**What the task requires:** List each line in the records below that contains the word "white".

┄┄┄┄┄┄┄┄┄┄┄┄┄┄┄┄┄┄┄┄

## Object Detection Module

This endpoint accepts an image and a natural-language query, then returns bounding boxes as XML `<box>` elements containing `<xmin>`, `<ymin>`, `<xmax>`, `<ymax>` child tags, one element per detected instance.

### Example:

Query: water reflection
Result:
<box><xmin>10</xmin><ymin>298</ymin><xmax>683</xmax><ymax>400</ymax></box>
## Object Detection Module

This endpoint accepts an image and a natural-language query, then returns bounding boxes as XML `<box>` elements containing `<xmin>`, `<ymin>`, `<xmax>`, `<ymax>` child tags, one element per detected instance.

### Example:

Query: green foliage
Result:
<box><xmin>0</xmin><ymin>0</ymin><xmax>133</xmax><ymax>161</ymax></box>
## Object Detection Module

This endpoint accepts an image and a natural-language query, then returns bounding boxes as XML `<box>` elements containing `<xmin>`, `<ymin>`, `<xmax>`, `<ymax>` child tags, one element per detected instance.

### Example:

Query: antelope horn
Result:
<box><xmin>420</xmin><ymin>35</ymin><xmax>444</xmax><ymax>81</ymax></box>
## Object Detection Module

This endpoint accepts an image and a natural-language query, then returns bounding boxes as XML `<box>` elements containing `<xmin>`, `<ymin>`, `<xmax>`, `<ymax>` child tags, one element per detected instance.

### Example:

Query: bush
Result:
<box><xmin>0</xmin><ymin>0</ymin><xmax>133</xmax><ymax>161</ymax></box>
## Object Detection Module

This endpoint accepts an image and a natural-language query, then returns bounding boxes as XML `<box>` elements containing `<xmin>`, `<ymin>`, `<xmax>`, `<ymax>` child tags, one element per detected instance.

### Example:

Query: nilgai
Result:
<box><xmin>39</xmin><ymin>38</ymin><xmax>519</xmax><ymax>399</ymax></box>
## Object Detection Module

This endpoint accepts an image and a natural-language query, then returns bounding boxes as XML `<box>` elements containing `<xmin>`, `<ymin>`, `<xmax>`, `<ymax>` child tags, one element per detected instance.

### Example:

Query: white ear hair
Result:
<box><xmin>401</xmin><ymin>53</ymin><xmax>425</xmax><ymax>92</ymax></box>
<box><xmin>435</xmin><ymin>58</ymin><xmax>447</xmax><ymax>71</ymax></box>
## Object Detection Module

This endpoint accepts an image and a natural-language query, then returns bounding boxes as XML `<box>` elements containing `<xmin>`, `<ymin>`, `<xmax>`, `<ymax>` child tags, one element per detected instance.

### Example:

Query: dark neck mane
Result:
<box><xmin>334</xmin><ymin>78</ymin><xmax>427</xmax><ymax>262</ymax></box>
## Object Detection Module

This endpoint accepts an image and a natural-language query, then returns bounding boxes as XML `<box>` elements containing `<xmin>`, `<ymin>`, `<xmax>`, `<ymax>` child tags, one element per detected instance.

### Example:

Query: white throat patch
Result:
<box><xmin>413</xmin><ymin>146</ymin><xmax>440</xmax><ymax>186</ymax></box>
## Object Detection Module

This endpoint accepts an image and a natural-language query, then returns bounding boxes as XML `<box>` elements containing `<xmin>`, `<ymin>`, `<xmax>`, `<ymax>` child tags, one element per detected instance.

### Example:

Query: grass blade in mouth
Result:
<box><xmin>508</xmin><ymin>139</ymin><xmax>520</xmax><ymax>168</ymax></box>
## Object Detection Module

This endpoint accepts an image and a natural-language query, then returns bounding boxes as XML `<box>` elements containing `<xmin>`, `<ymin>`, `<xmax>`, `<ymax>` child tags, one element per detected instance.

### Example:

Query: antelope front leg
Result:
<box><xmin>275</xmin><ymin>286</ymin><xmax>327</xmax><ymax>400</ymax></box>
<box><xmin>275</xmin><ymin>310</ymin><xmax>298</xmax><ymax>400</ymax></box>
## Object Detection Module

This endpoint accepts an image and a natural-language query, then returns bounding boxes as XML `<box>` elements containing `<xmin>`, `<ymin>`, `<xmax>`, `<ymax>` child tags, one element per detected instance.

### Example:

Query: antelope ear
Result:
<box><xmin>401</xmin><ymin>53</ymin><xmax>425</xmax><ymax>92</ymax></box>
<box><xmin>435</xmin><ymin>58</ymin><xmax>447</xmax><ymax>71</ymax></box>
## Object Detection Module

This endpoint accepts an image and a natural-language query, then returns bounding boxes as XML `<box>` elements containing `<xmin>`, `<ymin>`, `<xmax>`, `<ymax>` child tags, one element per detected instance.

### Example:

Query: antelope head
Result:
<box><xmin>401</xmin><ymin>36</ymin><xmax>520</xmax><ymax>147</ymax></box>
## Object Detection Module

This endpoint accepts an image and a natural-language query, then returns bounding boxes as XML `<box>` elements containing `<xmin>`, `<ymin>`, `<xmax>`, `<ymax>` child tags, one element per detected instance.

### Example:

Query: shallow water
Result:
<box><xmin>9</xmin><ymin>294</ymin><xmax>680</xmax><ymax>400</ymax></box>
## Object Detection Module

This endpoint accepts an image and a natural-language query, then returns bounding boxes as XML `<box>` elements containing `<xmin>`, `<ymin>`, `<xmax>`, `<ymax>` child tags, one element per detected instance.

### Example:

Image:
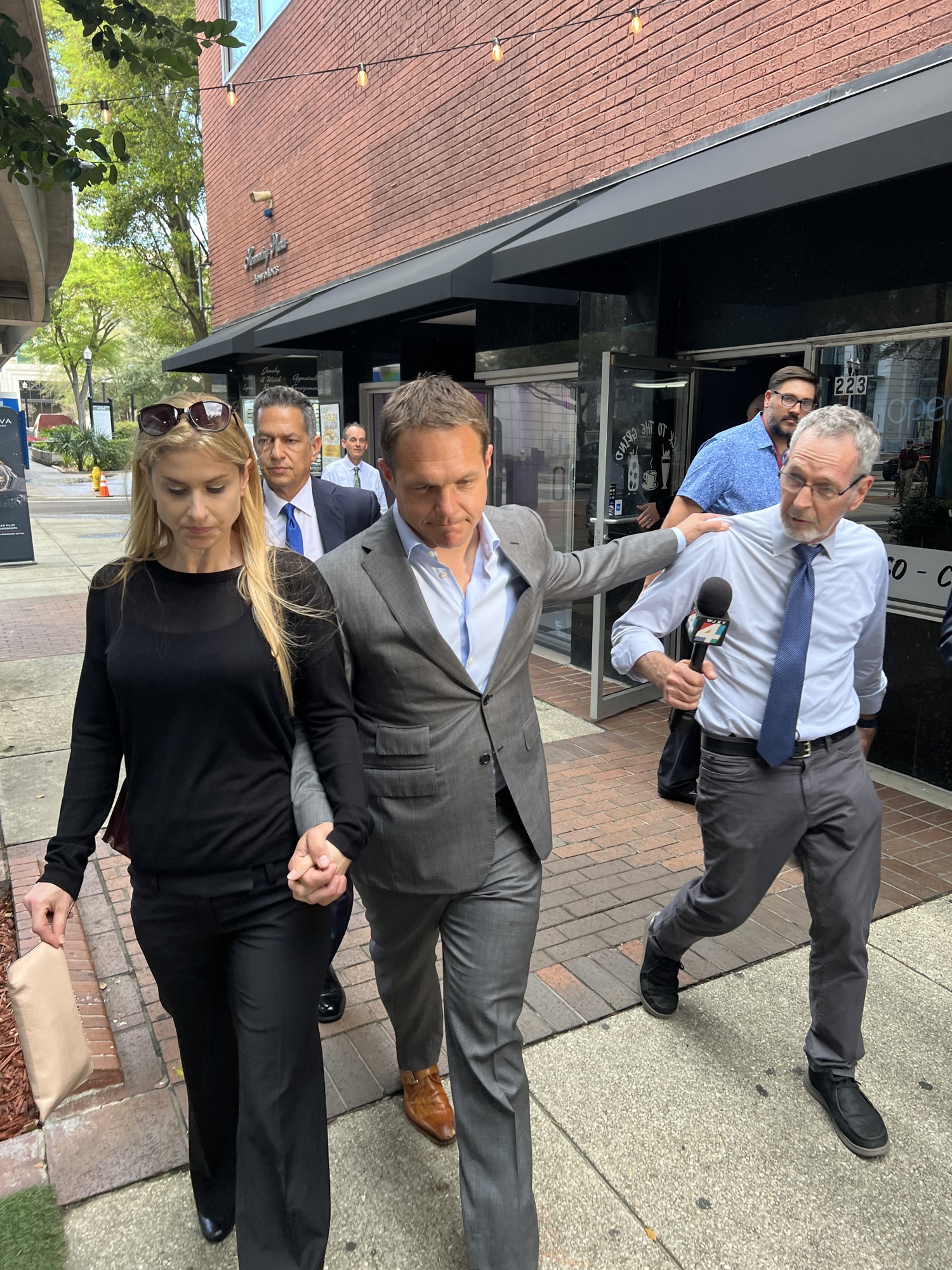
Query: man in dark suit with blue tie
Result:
<box><xmin>253</xmin><ymin>386</ymin><xmax>380</xmax><ymax>1024</ymax></box>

┄┄┄┄┄┄┄┄┄┄┄┄┄┄┄┄┄┄┄┄

**Reply:**
Query: white ear hair
Query: white throat patch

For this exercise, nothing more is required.